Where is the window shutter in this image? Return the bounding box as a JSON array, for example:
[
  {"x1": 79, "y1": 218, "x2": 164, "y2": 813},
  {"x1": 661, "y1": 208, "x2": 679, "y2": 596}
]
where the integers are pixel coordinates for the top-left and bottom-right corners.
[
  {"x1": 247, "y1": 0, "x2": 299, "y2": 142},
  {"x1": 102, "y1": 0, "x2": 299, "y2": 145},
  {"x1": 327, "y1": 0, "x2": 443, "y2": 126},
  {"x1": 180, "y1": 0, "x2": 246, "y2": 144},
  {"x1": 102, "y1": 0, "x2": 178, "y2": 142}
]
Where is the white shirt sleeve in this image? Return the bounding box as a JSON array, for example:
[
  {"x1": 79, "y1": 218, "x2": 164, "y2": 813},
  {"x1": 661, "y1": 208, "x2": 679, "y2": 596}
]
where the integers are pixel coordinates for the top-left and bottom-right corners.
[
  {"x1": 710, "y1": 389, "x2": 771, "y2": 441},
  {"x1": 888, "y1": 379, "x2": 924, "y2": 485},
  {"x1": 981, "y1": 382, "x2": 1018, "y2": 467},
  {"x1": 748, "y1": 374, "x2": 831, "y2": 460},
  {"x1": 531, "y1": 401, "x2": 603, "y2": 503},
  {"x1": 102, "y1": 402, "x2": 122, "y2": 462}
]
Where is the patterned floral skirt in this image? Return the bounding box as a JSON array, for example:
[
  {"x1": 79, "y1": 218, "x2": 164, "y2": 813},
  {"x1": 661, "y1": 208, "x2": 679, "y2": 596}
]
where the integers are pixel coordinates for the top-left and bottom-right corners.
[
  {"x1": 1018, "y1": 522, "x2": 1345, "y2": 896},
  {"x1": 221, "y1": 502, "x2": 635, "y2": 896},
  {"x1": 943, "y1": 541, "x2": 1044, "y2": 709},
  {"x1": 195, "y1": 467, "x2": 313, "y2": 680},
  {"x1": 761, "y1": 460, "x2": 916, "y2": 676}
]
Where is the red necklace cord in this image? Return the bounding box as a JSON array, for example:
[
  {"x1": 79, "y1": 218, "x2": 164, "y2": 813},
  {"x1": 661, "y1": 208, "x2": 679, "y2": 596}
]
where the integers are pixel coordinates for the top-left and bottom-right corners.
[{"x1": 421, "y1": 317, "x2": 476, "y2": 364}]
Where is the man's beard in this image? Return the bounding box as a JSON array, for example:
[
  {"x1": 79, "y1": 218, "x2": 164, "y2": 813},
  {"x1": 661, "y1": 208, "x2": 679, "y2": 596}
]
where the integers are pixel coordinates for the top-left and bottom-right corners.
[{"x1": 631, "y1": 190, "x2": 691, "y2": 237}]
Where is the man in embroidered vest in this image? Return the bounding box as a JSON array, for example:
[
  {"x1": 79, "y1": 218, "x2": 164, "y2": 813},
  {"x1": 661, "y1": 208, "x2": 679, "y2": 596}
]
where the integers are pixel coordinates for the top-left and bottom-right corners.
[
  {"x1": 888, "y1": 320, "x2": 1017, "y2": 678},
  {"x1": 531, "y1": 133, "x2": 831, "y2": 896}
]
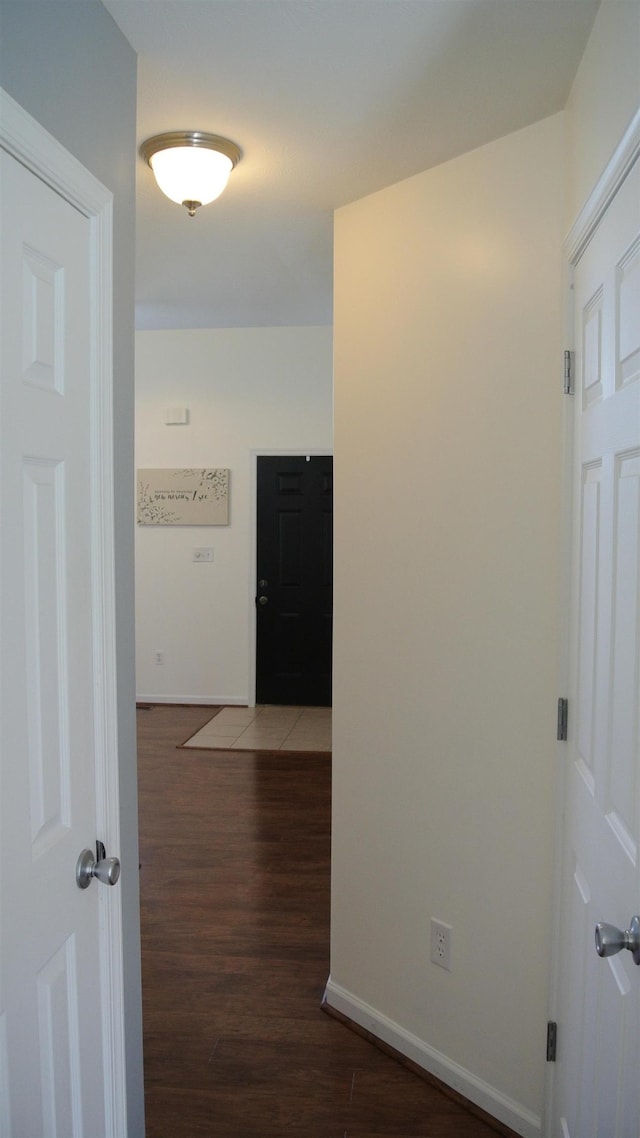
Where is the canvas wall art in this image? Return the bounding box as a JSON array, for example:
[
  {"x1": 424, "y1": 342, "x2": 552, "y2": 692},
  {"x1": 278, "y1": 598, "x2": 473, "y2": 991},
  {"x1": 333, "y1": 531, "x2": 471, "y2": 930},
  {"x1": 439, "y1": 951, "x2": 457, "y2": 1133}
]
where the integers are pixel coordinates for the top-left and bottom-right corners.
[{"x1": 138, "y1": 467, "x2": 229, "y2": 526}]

---

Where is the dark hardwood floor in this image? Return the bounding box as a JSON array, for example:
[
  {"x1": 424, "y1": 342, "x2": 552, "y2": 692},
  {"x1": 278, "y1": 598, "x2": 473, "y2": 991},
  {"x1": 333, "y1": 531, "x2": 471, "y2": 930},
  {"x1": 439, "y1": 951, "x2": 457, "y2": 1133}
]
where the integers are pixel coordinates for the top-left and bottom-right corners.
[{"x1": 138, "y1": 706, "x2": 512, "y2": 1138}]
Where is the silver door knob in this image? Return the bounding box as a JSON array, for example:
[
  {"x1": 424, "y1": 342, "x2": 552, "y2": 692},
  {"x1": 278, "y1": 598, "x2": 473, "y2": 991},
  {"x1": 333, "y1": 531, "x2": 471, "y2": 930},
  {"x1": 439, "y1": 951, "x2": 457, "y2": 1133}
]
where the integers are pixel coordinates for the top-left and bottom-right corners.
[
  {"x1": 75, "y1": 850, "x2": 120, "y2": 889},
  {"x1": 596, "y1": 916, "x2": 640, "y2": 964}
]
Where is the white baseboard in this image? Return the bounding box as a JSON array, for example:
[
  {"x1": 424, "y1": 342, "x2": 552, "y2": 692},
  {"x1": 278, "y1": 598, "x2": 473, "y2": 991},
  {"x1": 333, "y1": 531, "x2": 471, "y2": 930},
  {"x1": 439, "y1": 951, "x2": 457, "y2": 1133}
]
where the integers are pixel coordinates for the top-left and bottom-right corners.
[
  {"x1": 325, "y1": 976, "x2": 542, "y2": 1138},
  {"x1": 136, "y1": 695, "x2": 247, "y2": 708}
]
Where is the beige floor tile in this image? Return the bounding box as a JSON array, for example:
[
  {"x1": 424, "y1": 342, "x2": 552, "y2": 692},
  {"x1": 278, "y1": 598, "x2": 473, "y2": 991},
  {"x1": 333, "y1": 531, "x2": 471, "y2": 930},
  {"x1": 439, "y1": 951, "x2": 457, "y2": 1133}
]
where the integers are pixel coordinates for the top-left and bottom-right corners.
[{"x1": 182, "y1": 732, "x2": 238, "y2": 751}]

...

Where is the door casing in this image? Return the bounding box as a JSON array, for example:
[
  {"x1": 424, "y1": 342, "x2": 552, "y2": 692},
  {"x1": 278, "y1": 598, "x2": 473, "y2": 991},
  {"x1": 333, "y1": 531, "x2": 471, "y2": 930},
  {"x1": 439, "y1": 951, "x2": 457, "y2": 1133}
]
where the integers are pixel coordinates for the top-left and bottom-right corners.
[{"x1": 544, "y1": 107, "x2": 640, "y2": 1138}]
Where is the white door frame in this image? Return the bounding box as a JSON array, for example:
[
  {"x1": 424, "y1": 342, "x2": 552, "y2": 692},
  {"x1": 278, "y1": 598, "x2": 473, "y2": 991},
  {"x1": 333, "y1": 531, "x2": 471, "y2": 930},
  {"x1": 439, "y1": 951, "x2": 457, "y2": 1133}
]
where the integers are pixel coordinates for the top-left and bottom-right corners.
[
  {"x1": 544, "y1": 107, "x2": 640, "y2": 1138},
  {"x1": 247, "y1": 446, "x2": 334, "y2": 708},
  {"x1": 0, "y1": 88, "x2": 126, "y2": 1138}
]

> Petunjuk Latihan: Pilih lalu salin setiap baris data di atas yang memuat kata "white".

> Jawaban Tertulis:
Where is the white shirt sleeve in this image? Return the bounding box as a JSON array, for example:
Where is the white baseboard in this image? Return the bounding box as a JSON array, for example:
Where is the white door frame in this image? Return the bounding box as a JSON array, for example:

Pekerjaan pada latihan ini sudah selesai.